EXERCISE AIM: Express the entries below as a Markdown table with the columns Row and Line text, one numbered row per line, starting at the first line of the entries and stopping after the line that contains "[438, 331, 466, 392]". Skip blank lines and leave the pictures out.
* Begin *
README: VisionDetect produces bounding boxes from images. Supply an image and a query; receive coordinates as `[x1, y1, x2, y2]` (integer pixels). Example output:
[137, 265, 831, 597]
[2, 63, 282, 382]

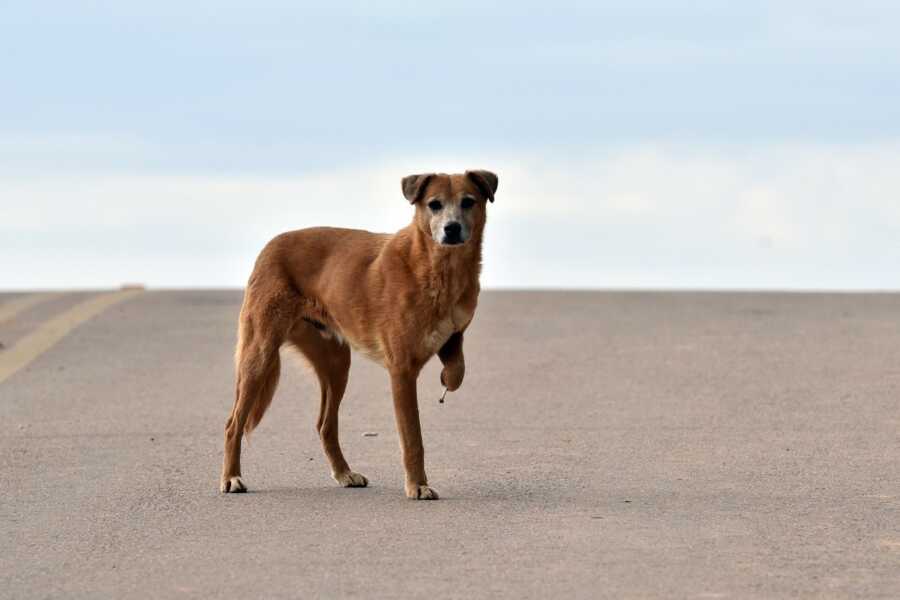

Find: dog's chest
[422, 305, 472, 354]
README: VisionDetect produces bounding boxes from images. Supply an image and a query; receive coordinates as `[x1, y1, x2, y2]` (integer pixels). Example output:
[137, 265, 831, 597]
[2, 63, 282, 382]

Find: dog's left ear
[400, 173, 434, 204]
[466, 171, 498, 202]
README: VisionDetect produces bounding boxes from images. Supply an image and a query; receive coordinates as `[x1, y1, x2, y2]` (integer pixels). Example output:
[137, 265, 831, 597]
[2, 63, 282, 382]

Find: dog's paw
[332, 471, 369, 487]
[406, 483, 438, 500]
[219, 476, 247, 494]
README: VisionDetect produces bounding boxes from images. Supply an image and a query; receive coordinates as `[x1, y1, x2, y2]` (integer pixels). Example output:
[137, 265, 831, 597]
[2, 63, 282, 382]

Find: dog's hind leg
[290, 320, 369, 487]
[220, 315, 281, 493]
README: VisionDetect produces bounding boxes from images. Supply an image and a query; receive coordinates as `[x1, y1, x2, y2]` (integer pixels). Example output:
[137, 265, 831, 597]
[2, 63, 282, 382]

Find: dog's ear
[400, 173, 434, 204]
[466, 171, 498, 202]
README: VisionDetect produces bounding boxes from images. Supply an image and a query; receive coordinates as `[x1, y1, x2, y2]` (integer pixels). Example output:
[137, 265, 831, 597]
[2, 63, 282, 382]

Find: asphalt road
[0, 291, 900, 599]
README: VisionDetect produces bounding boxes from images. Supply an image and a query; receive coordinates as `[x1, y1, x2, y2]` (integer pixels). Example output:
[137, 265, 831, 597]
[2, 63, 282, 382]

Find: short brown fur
[221, 171, 497, 499]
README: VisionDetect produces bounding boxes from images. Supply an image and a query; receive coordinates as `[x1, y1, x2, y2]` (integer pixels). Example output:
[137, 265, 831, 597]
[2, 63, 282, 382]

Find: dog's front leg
[391, 370, 438, 500]
[438, 331, 466, 392]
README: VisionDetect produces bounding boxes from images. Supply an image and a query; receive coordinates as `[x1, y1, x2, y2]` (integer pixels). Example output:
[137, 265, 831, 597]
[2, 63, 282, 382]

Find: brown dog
[221, 171, 497, 500]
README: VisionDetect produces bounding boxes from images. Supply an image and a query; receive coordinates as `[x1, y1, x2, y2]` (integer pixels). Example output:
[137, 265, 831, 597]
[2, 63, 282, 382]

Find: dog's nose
[444, 221, 462, 240]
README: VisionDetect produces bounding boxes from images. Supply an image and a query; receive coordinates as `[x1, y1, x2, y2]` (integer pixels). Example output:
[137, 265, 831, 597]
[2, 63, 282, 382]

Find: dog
[220, 170, 498, 500]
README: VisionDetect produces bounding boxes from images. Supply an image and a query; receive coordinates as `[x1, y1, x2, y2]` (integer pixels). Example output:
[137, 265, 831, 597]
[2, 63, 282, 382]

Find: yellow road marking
[0, 293, 59, 323]
[0, 290, 141, 383]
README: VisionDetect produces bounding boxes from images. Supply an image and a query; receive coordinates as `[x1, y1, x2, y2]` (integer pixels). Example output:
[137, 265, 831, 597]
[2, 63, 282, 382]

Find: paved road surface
[0, 291, 900, 598]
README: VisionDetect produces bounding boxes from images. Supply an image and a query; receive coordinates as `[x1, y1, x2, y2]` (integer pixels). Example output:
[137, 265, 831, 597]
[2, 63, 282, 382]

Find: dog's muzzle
[441, 221, 463, 246]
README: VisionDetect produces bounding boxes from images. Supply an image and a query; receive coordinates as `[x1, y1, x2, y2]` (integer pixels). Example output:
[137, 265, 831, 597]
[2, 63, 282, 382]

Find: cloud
[0, 144, 900, 289]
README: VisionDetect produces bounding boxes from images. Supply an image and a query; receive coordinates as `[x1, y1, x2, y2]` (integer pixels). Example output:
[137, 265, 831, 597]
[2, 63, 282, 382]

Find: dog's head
[402, 171, 497, 246]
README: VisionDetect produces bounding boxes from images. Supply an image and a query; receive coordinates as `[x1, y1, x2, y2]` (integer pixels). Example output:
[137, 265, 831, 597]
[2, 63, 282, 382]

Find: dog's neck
[398, 222, 483, 310]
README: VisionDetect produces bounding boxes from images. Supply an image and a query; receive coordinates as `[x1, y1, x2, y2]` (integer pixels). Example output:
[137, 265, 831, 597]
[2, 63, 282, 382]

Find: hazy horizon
[0, 0, 900, 291]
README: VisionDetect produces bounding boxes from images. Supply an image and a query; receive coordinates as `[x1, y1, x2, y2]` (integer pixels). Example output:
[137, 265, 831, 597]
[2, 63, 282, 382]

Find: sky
[0, 0, 900, 290]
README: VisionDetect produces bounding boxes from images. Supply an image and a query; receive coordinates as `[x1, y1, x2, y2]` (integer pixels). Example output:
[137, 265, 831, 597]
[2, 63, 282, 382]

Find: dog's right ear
[400, 173, 434, 204]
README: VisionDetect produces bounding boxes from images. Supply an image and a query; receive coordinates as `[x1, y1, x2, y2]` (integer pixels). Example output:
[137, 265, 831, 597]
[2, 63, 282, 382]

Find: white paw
[219, 477, 247, 494]
[332, 471, 369, 487]
[406, 483, 438, 500]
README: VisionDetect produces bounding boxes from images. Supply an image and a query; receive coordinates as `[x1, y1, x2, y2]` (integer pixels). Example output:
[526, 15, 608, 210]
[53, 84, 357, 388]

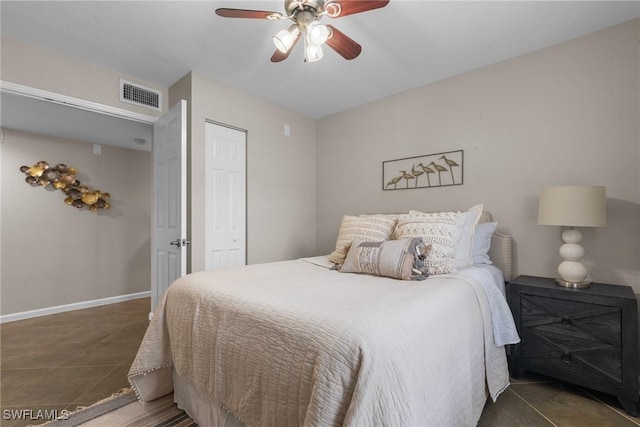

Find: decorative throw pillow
[396, 212, 466, 275]
[329, 215, 397, 264]
[472, 222, 498, 264]
[339, 238, 428, 280]
[358, 213, 406, 240]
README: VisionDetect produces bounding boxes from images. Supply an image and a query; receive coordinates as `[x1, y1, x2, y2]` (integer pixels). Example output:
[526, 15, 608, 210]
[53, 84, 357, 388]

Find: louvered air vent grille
[120, 80, 162, 111]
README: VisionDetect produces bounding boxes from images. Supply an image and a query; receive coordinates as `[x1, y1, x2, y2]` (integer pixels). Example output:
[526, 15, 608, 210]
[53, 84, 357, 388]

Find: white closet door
[205, 122, 247, 270]
[151, 100, 188, 311]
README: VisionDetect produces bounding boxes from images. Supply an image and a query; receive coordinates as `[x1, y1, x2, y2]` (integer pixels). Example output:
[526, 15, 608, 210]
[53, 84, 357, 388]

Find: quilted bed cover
[129, 260, 517, 426]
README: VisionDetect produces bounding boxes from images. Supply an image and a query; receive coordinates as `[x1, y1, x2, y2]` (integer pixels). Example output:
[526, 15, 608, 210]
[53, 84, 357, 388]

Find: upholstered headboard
[479, 211, 512, 282]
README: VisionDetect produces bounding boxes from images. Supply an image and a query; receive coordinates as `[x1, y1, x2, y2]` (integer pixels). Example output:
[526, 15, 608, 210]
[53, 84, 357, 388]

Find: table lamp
[538, 186, 607, 288]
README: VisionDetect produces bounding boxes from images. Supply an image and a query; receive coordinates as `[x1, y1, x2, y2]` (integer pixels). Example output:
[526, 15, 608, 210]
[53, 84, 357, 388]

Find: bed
[129, 208, 519, 427]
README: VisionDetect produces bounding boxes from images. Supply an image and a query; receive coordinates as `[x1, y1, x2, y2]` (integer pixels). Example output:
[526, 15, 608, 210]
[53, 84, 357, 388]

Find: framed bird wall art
[382, 150, 464, 191]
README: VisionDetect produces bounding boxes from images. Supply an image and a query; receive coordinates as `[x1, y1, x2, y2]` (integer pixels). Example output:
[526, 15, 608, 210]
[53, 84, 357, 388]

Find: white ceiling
[0, 0, 640, 122]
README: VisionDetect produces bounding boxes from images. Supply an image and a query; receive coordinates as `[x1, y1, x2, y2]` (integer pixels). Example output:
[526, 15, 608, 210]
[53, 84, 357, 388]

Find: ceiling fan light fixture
[304, 34, 324, 62]
[308, 21, 330, 46]
[324, 2, 342, 18]
[273, 24, 300, 53]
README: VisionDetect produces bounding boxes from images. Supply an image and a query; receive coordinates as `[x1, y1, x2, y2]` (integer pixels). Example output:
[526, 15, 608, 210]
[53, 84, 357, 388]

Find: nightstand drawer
[508, 276, 640, 416]
[520, 293, 622, 347]
[520, 294, 622, 386]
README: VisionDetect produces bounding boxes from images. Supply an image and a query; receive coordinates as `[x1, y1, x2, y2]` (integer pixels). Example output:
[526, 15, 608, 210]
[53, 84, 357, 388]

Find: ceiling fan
[216, 0, 389, 62]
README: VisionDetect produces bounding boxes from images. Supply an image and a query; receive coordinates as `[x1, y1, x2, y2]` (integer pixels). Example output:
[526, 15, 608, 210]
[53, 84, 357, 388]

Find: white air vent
[120, 79, 162, 111]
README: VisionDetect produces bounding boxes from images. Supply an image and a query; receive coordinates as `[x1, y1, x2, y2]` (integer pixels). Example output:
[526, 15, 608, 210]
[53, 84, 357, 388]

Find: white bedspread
[129, 260, 517, 426]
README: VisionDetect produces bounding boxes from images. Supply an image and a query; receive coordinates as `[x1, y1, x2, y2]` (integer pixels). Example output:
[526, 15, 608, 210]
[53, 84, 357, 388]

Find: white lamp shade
[538, 186, 607, 227]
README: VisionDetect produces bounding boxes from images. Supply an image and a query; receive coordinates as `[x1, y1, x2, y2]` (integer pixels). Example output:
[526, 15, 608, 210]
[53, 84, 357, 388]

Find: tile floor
[0, 298, 640, 427]
[0, 298, 151, 427]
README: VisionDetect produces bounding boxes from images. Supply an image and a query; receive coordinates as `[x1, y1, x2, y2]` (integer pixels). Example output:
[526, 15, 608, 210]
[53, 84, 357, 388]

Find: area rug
[37, 388, 192, 427]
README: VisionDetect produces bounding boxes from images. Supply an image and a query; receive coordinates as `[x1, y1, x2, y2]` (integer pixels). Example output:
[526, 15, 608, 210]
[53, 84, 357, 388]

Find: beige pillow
[340, 238, 421, 280]
[396, 212, 464, 275]
[329, 215, 397, 264]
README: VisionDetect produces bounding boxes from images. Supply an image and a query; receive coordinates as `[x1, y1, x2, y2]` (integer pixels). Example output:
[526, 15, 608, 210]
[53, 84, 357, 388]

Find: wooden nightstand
[508, 276, 640, 416]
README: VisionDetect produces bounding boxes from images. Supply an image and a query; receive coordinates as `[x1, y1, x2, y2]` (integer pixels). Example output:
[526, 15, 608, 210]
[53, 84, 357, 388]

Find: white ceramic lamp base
* End *
WRITTEN SOLUTION:
| Row | Line text |
|---|---|
| 1 | README: VisionDetect produces bounding boxes from images. Supply an image and a query; receive coordinates as `[x1, y1, x2, y2]` (integer pixels). Example output: |
| 2 | [137, 265, 831, 597] |
| 3 | [2, 63, 282, 382] |
| 4 | Find: dog's chest |
| 5 | [422, 305, 472, 354] |
| 6 | README: VisionDetect produces bounding boxes from images. Supply an image and a query; receive coordinates as `[x1, y1, x2, y2]` (integer pixels). Example output: |
| 7 | [137, 265, 831, 597] |
| 8 | [2, 63, 282, 382] |
| 9 | Find: dog's left ear |
| 10 | [400, 173, 434, 204] |
| 11 | [466, 171, 498, 202] |
| 12 | README: VisionDetect produces bounding boxes from images. Supply an image and a query; receive coordinates as `[x1, y1, x2, y2]` (integer pixels). Example output: |
| 13 | [137, 265, 831, 597] |
| 14 | [2, 63, 282, 382] |
| 15 | Find: dog's paw |
| 16 | [332, 471, 369, 487] |
| 17 | [406, 483, 438, 500] |
| 18 | [219, 476, 247, 494] |
| 19 | README: VisionDetect produces bounding boxes from images. Supply an image and a query; receive coordinates as `[x1, y1, x2, y2]` (integer pixels). Example output: |
| 20 | [137, 265, 831, 597] |
| 21 | [2, 63, 282, 382] |
| 22 | Find: dog's hind leg |
| 23 | [290, 320, 369, 487] |
| 24 | [220, 315, 281, 493] |
| 25 | README: VisionDetect produces bounding boxes from images. Supply an image and a query; receive coordinates as `[x1, y1, x2, y2]` (integer pixels). Example output: |
| 26 | [137, 265, 831, 597] |
| 27 | [2, 63, 282, 382] |
| 28 | Find: dog's ear |
| 29 | [400, 173, 434, 204] |
| 30 | [466, 171, 498, 202] |
| 31 | README: VisionDetect produces bounding boxes from images. Supply an image and a query; receive coordinates as `[x1, y1, x2, y2]` (integer pixels). Example output: |
| 32 | [137, 265, 831, 597] |
| 33 | [2, 63, 282, 382] |
| 34 | Find: asphalt road |
| 35 | [0, 291, 900, 599] |
| 36 | README: VisionDetect produces bounding boxes from images. Supply an image and a query; receive coordinates as `[x1, y1, x2, y2]` (integer pixels). Example output: |
| 37 | [137, 265, 831, 597] |
| 38 | [2, 63, 282, 382] |
| 39 | Find: short brown fur |
| 40 | [221, 171, 497, 499] |
| 41 | README: VisionDetect produces bounding boxes from images. Supply an image and a query; receive coordinates as `[x1, y1, x2, y2]` (integer pixels). Example output: |
| 42 | [137, 265, 831, 597] |
| 43 | [2, 63, 282, 382] |
| 44 | Find: dog's front leg |
| 45 | [391, 370, 438, 500] |
| 46 | [438, 331, 466, 392] |